— Begin Data to process —
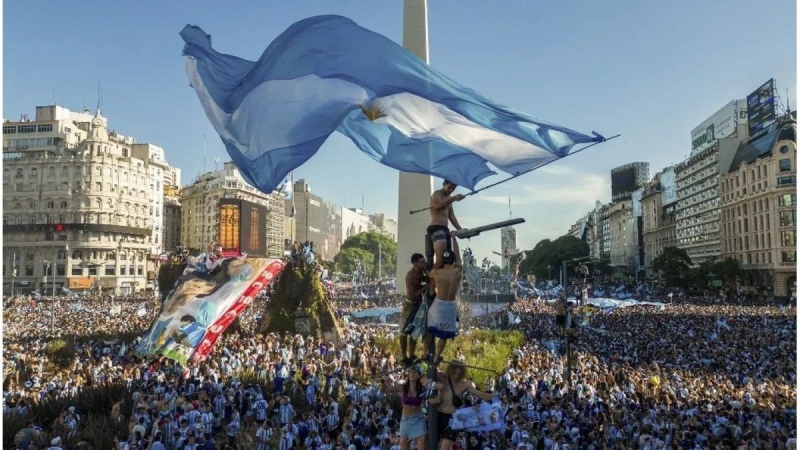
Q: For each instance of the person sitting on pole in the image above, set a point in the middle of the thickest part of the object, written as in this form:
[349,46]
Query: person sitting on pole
[451,388]
[416,285]
[443,312]
[413,426]
[442,215]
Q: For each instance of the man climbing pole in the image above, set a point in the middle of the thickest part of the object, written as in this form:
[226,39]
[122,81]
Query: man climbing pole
[442,216]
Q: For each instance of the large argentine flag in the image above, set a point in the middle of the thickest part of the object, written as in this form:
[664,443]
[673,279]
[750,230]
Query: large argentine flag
[327,73]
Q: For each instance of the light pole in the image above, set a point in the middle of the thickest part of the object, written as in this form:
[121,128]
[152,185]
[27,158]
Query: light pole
[44,291]
[13,273]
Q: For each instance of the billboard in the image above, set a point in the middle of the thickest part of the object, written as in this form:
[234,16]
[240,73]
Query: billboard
[669,191]
[623,181]
[761,107]
[242,228]
[721,124]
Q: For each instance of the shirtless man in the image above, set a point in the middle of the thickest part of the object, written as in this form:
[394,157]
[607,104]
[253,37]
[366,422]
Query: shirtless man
[416,286]
[443,312]
[442,215]
[452,385]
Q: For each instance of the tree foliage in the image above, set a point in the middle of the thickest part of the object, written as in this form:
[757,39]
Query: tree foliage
[673,266]
[373,243]
[552,253]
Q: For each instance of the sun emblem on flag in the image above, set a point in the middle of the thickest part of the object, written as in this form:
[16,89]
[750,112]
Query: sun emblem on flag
[372,111]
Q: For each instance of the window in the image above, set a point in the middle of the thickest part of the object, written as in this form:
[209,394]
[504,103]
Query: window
[788,218]
[787,200]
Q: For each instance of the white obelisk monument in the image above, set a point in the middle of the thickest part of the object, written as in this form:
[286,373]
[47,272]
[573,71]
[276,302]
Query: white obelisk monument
— End Data to process —
*Exercise objective*: Convert every line of the items above into a JSON list of strings, one string per line, skipping blank lines and leaving the pictures out.

*Worked solution*:
[
  "Q: For each instance of the person sitting on pole in the image above, set a point in the middle of the thickest part of the object, written as in this form:",
  "[349,46]",
  "Query: person sitting on pole",
  "[451,388]",
  "[416,285]",
  "[443,312]",
  "[413,426]",
  "[442,215]",
  "Q: For each instance of the man climbing pole in the image above, set a point in the middle of the thickest part of the object, written as in this form:",
  "[226,39]",
  "[122,81]",
  "Query: man climbing pole",
  "[442,216]",
  "Q: For each instance of the large argentine flag in the image above, set a point in the middle of the thickest part of the object, written as in this form:",
  "[664,443]",
  "[673,279]",
  "[750,230]",
  "Query: large argentine flag",
  "[327,73]",
  "Q: For each instance of the light pole in the image above, set a point in the middle of the thickest part of the object, written as in this form:",
  "[121,128]",
  "[152,185]",
  "[27,158]",
  "Query: light pole",
  "[44,291]",
  "[13,273]",
  "Q: For each instance of the billboard in the image above, set a point in the middle of the thickest part of the object, written as in this form:",
  "[234,16]",
  "[240,73]",
  "Query: billboard",
  "[669,191]",
  "[623,181]",
  "[761,107]",
  "[242,228]",
  "[721,124]",
  "Q: For each instance of the shirtless man in the image above, set a point in the middle of the thickest part of the object, written as in this form:",
  "[394,157]",
  "[607,104]",
  "[253,37]",
  "[366,422]",
  "Query: shirtless man",
  "[416,286]",
  "[443,312]",
  "[442,215]",
  "[452,385]",
  "Q: For each instance of the tree foliage in the image above, set a point in the middle of the thickest part of the object, written as in this form:",
  "[757,39]",
  "Query: tree foliage",
  "[673,266]",
  "[373,243]",
  "[552,253]",
  "Q: For each instance of the sun emblem on flag in the image above, set a point in the middle of the thickest part of the object, written as in this form:",
  "[16,89]",
  "[750,112]",
  "Query: sun emblem on flag",
  "[372,111]",
  "Q: For each instance of the window in the image above, set a point in the middle of the thickest part of the object, written as in this form:",
  "[209,394]",
  "[504,103]",
  "Query: window",
  "[788,218]",
  "[787,200]",
  "Q: For each instance of the white obelisk monument in the image above, set a point in the middle of the thickest part of the object, written as in this form:",
  "[286,373]",
  "[47,272]",
  "[573,71]",
  "[276,302]",
  "Query: white obelisk monument"
]